--- start Record list ---

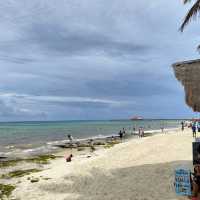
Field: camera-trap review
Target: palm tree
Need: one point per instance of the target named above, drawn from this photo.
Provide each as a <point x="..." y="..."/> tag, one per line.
<point x="192" y="13"/>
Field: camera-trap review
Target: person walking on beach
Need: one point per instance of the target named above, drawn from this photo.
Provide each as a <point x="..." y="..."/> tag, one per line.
<point x="123" y="132"/>
<point x="182" y="126"/>
<point x="198" y="126"/>
<point x="194" y="132"/>
<point x="120" y="135"/>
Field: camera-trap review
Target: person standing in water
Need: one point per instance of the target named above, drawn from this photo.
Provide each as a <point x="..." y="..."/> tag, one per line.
<point x="194" y="131"/>
<point x="182" y="126"/>
<point x="120" y="134"/>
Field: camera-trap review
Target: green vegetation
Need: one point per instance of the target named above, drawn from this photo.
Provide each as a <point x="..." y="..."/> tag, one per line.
<point x="19" y="173"/>
<point x="42" y="159"/>
<point x="6" y="190"/>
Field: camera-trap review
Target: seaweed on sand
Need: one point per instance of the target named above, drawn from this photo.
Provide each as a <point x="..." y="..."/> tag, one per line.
<point x="41" y="159"/>
<point x="19" y="173"/>
<point x="6" y="190"/>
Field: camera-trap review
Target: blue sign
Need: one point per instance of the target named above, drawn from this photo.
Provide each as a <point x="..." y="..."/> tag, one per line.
<point x="182" y="182"/>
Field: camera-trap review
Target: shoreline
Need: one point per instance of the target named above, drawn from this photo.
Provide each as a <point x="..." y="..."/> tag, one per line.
<point x="55" y="168"/>
<point x="53" y="147"/>
<point x="125" y="171"/>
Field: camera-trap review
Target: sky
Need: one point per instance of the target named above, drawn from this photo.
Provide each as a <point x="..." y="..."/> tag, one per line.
<point x="93" y="59"/>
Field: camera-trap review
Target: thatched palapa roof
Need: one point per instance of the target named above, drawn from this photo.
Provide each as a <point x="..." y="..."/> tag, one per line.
<point x="188" y="73"/>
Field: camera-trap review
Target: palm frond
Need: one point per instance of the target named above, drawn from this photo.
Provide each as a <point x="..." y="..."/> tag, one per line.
<point x="191" y="14"/>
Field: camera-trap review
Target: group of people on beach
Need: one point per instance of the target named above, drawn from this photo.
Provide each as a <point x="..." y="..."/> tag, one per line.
<point x="122" y="133"/>
<point x="195" y="127"/>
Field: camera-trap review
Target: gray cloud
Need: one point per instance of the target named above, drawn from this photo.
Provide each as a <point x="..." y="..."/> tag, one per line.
<point x="70" y="59"/>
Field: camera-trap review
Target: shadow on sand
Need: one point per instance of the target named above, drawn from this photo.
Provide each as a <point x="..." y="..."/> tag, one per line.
<point x="147" y="182"/>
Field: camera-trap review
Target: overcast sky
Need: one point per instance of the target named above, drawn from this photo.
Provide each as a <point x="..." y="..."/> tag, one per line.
<point x="92" y="59"/>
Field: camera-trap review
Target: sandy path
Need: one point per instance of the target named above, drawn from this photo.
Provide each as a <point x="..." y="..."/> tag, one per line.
<point x="140" y="169"/>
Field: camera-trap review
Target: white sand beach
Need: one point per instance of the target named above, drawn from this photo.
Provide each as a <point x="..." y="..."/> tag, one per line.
<point x="139" y="169"/>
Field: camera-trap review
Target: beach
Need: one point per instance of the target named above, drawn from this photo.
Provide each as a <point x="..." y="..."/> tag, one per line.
<point x="136" y="169"/>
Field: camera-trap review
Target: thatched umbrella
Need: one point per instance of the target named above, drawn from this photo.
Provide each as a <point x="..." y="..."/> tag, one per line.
<point x="188" y="73"/>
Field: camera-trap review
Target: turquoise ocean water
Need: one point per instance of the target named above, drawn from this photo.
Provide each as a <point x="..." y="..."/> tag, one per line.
<point x="30" y="135"/>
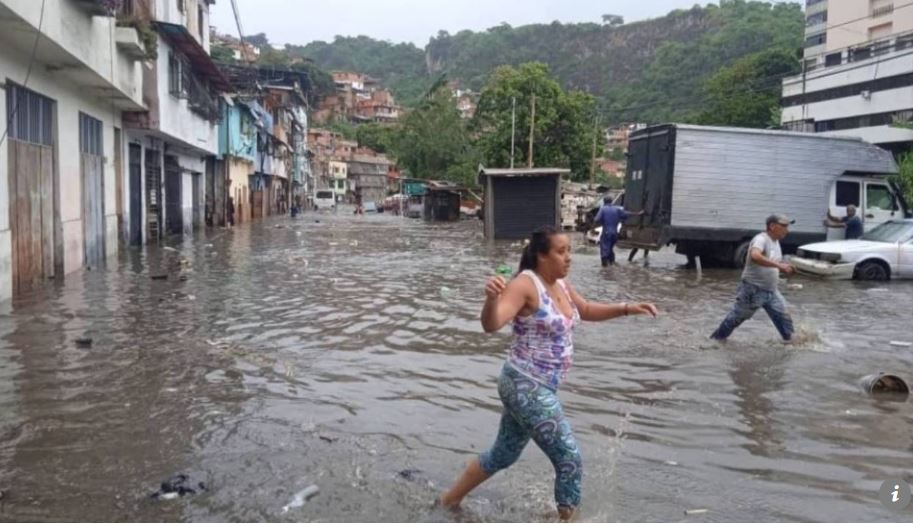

--- end Record list ---

*Description of the task*: Count the lines in the entries above that contain the string "thatched", and give only the number.

*Answer*: 2